INPUT RECORDS section start
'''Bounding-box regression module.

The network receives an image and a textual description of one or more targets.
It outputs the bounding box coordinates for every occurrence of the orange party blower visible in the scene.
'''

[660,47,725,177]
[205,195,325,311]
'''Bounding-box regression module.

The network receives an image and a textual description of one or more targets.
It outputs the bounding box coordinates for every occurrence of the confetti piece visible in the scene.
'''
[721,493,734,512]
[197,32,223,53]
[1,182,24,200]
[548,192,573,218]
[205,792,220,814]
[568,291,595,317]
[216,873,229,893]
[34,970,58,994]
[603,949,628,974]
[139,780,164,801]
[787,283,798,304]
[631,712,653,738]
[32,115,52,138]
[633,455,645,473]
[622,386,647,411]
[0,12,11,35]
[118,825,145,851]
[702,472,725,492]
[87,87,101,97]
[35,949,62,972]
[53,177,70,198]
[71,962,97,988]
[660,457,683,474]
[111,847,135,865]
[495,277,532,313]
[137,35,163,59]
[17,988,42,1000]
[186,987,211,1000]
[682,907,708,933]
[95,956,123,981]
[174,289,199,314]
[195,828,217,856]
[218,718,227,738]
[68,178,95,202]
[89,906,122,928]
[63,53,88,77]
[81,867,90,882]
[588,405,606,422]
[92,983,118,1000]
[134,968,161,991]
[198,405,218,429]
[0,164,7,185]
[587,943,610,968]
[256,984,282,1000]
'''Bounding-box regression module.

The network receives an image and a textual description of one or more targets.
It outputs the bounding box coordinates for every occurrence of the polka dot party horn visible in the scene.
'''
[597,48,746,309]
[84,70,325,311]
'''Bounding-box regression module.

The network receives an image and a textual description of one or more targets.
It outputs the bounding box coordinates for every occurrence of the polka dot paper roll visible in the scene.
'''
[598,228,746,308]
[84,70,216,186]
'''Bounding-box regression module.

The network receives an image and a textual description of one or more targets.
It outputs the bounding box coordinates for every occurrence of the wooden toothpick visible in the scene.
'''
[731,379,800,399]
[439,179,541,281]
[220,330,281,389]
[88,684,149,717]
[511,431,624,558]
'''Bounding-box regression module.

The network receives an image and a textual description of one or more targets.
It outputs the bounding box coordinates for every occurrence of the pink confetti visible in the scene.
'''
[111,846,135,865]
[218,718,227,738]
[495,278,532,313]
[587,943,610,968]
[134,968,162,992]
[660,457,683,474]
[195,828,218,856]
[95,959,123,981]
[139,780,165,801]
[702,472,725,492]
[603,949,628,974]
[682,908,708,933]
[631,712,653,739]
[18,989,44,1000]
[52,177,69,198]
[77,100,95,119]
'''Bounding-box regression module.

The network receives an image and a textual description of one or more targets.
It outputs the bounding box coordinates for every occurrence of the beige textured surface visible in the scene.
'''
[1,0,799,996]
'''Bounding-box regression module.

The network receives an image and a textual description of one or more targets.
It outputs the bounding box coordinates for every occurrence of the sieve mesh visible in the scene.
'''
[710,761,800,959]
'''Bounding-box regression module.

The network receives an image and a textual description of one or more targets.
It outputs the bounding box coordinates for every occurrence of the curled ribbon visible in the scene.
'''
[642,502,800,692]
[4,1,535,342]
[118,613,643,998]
INPUT RECORDS section end
Retype the data in full and match it exactly.

'''Bounding-box regression module.

The network receives an image and a textual description of one or more targets.
It outputs the bounding box coordinates for every occurrence of the orange party blower visible in the scene.
'''

[660,47,725,177]
[205,195,325,311]
'''Bounding-box regression module.

The network receives an image and a textual description of one or more targets.
It outputs the bounding box coordinates for every occurrence of the confetti piece visible in the scene.
'''
[721,493,734,512]
[197,32,223,53]
[1,182,24,200]
[548,192,573,218]
[205,792,220,814]
[568,291,595,317]
[216,873,229,893]
[34,970,58,994]
[603,949,628,974]
[139,780,164,801]
[787,283,798,304]
[631,712,653,738]
[32,115,52,138]
[633,455,645,473]
[622,386,647,411]
[0,12,11,35]
[118,825,145,851]
[702,472,725,492]
[87,87,101,97]
[35,949,62,972]
[53,177,70,198]
[71,962,97,988]
[660,457,683,474]
[111,847,135,865]
[495,277,532,313]
[137,35,163,59]
[17,988,42,1000]
[186,987,211,1000]
[682,907,708,933]
[95,956,123,981]
[174,289,199,314]
[195,828,217,856]
[218,718,227,738]
[68,178,95,202]
[89,906,122,928]
[63,53,88,77]
[81,867,90,882]
[588,405,606,422]
[92,983,118,1000]
[134,968,161,991]
[198,405,218,429]
[0,164,7,185]
[587,943,610,968]
[256,984,282,1000]
'''Bounding-box regression module.

The network receives an image and a textual description of one or more targets.
It outputs the bounding box coordinates for every occurrence of the polka dot party horn visible in the scene.
'''
[597,48,746,309]
[84,70,325,311]
'''Bounding-box regression module.

The network receives an image and a textual description of one or more targets.
It outputs the bounding box coordinates for every occurrence of the polka dot paper roll visible in the scene.
'''
[598,228,746,308]
[84,70,216,186]
'''Bounding-box regression module.

The network receives an image and a textual description of one or more targets.
It outputs the bounding box coordinates for every occurrence of the wooden toothpick visible in the scene.
'''
[731,379,800,399]
[439,179,541,281]
[220,330,281,389]
[88,684,149,717]
[511,431,624,558]
'''Bounding-box regression module.

The network receives an image and a textual description of one or more targets.
It outputs the bounding box coordinates for every occurrence of the pink confetti visible in the scene.
'''
[111,846,135,865]
[218,718,227,738]
[495,278,532,313]
[587,943,610,968]
[134,968,162,992]
[660,457,683,474]
[195,828,218,856]
[95,959,123,981]
[139,780,165,801]
[702,472,725,492]
[603,949,628,974]
[682,908,708,933]
[631,712,653,739]
[18,989,44,1000]
[52,177,69,198]
[77,100,95,119]
'''Bounding-box regression module.

The network receives an image and a textual description of one or more targets.
It outputs the bounding box coordinates for every occurrence of the beige textured surface visible in the scene.
'''
[1,0,799,996]
'''Bounding-box regression module.

The network receives an image and a textual description of one or more targets.
It outputs the bounding box coordinates for every occurrence of the sieve mesh visible in the scene.
'''
[710,761,800,959]
'''Bounding-box regression module.

The network receives an image and a textual description of one or more targets.
It outputs the bounding box coordinates for every occurrence of the curled ribbon visible in the scene.
'''
[642,502,800,692]
[4,1,535,342]
[118,613,643,998]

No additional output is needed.